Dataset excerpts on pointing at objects
——————

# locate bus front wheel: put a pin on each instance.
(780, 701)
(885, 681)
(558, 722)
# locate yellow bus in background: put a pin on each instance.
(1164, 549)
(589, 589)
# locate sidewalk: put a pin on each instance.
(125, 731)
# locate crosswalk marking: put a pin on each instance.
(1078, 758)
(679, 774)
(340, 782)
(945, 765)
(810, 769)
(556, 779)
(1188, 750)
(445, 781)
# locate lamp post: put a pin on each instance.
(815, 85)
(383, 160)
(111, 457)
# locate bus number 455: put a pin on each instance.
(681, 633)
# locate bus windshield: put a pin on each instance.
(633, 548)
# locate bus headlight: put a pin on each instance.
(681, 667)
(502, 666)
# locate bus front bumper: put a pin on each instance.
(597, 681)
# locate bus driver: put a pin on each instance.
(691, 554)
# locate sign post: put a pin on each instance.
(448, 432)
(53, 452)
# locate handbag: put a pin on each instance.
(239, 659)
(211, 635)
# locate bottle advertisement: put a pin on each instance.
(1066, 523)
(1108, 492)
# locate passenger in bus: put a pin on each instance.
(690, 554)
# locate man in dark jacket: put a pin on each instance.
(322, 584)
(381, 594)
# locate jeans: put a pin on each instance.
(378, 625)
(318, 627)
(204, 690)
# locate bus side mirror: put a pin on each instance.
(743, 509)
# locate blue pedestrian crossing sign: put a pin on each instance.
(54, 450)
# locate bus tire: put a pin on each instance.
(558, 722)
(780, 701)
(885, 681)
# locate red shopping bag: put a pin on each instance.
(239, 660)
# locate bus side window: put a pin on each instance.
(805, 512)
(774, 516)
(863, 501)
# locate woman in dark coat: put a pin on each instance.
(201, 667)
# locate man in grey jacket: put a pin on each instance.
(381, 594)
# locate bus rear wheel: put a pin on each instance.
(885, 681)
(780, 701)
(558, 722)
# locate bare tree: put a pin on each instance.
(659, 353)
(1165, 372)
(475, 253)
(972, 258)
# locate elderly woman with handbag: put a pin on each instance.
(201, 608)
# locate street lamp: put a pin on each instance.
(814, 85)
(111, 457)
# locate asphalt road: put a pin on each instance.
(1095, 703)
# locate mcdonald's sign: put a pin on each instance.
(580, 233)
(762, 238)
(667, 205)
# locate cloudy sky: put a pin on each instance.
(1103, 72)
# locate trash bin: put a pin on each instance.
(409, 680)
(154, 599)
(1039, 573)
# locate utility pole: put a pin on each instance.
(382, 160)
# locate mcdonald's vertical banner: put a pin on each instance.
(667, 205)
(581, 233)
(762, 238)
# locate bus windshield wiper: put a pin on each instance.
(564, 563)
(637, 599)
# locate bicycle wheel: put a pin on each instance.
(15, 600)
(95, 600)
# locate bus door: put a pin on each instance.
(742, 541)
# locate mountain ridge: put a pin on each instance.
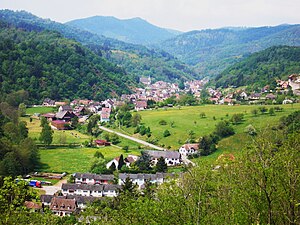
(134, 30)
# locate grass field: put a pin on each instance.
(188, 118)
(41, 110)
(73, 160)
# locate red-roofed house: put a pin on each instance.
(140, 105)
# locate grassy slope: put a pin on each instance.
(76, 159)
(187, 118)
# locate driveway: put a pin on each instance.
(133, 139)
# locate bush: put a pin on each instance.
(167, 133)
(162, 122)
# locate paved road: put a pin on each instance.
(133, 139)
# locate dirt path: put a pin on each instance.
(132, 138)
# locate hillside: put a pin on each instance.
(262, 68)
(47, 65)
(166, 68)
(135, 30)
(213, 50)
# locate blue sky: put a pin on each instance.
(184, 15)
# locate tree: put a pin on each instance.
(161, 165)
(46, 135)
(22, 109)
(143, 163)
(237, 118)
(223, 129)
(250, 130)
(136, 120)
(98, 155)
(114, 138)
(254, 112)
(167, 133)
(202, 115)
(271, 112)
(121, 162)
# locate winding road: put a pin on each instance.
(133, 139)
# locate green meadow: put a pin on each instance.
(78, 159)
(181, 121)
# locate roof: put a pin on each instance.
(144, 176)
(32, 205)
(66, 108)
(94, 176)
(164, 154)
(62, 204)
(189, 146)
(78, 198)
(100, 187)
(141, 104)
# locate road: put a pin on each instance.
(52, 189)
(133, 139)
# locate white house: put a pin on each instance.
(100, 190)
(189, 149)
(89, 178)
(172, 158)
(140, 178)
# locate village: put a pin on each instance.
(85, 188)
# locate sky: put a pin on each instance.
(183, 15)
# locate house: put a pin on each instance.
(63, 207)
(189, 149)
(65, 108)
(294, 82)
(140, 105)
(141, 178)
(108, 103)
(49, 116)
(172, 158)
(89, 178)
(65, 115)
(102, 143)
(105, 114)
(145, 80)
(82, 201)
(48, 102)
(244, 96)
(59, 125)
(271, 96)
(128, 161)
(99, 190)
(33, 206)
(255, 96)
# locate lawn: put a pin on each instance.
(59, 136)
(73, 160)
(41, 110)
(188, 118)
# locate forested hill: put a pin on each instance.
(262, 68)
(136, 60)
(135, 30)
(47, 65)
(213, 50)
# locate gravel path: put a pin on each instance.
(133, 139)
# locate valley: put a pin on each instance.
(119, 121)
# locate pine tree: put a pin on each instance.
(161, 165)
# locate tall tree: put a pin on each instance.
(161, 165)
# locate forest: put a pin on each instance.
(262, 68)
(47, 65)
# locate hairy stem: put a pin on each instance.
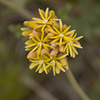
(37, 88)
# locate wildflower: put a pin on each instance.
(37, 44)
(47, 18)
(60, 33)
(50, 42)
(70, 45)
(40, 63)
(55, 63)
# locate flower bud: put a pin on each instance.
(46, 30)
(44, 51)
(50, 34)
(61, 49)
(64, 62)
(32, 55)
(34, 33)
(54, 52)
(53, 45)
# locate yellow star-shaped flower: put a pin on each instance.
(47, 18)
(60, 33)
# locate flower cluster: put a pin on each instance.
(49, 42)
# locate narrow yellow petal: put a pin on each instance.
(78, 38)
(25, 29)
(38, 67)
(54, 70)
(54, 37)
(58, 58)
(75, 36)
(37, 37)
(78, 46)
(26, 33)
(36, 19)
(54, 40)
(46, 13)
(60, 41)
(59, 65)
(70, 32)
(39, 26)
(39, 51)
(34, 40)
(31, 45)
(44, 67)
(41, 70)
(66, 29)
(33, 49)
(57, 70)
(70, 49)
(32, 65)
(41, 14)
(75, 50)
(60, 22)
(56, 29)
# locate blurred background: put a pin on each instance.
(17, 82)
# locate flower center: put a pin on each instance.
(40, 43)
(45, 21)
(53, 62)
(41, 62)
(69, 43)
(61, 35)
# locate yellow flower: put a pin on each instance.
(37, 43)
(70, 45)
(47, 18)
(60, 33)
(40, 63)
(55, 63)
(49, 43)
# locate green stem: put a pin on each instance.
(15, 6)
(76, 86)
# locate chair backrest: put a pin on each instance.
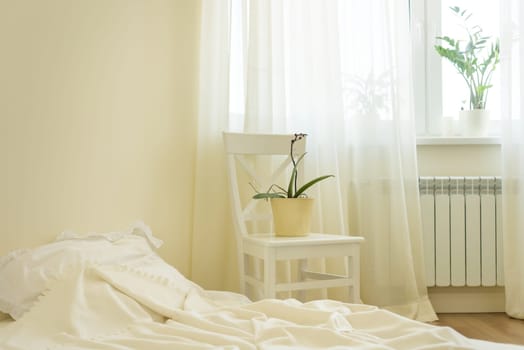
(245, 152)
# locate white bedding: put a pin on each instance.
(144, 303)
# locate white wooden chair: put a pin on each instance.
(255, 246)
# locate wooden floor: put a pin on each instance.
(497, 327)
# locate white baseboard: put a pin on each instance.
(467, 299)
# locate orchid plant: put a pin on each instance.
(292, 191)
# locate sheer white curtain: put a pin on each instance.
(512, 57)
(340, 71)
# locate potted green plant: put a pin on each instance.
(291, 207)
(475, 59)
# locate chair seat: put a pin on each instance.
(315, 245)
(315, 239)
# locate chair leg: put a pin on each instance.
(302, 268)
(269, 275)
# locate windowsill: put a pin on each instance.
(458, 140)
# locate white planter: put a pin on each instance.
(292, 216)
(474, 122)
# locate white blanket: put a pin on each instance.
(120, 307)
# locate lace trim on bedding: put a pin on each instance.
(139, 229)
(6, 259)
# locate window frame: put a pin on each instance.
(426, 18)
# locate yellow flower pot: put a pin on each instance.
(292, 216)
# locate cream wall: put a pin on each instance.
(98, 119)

——————

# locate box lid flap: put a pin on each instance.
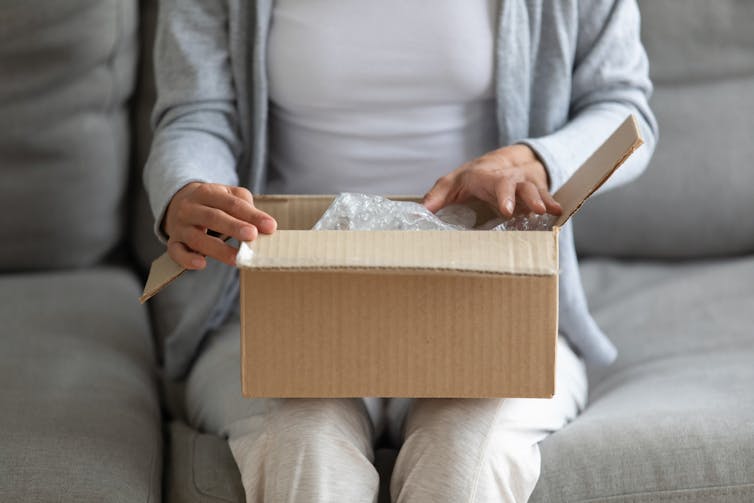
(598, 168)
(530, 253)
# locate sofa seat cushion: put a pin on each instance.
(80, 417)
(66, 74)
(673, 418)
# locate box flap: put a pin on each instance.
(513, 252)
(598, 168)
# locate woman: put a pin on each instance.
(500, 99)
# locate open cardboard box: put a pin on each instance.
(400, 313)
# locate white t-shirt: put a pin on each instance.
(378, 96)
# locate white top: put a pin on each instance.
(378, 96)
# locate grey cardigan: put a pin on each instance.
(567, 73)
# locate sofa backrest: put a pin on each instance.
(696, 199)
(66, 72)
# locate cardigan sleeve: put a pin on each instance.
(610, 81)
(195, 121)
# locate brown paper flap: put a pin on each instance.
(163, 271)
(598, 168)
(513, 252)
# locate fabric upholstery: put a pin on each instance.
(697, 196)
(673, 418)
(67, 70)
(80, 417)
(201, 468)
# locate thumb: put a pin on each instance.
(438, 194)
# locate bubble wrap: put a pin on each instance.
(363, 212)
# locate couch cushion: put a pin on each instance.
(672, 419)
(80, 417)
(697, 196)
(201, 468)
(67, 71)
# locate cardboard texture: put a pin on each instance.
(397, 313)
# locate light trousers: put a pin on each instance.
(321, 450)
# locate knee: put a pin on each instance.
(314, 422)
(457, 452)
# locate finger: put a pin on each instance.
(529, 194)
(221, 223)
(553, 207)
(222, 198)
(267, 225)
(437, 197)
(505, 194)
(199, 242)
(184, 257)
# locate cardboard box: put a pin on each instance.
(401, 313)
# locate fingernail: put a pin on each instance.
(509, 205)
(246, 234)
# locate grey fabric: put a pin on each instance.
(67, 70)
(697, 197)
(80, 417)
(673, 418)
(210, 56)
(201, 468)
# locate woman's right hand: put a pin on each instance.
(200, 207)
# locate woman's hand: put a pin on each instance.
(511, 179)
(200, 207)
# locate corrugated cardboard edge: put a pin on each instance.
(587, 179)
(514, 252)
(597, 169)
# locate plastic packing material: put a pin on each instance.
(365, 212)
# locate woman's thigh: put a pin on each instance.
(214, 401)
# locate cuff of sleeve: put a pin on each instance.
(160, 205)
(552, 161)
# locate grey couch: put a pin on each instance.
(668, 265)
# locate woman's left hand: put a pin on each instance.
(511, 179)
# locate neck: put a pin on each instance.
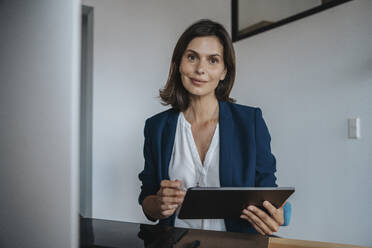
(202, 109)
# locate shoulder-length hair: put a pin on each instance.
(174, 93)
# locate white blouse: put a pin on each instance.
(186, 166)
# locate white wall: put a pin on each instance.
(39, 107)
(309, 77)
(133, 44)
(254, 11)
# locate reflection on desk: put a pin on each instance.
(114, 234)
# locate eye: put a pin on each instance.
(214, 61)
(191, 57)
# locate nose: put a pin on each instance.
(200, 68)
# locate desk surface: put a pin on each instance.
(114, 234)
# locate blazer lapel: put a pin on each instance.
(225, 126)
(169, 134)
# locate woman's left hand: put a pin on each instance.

——————

Count the lines in the items above that contain the string "house". Reply with the number only.

3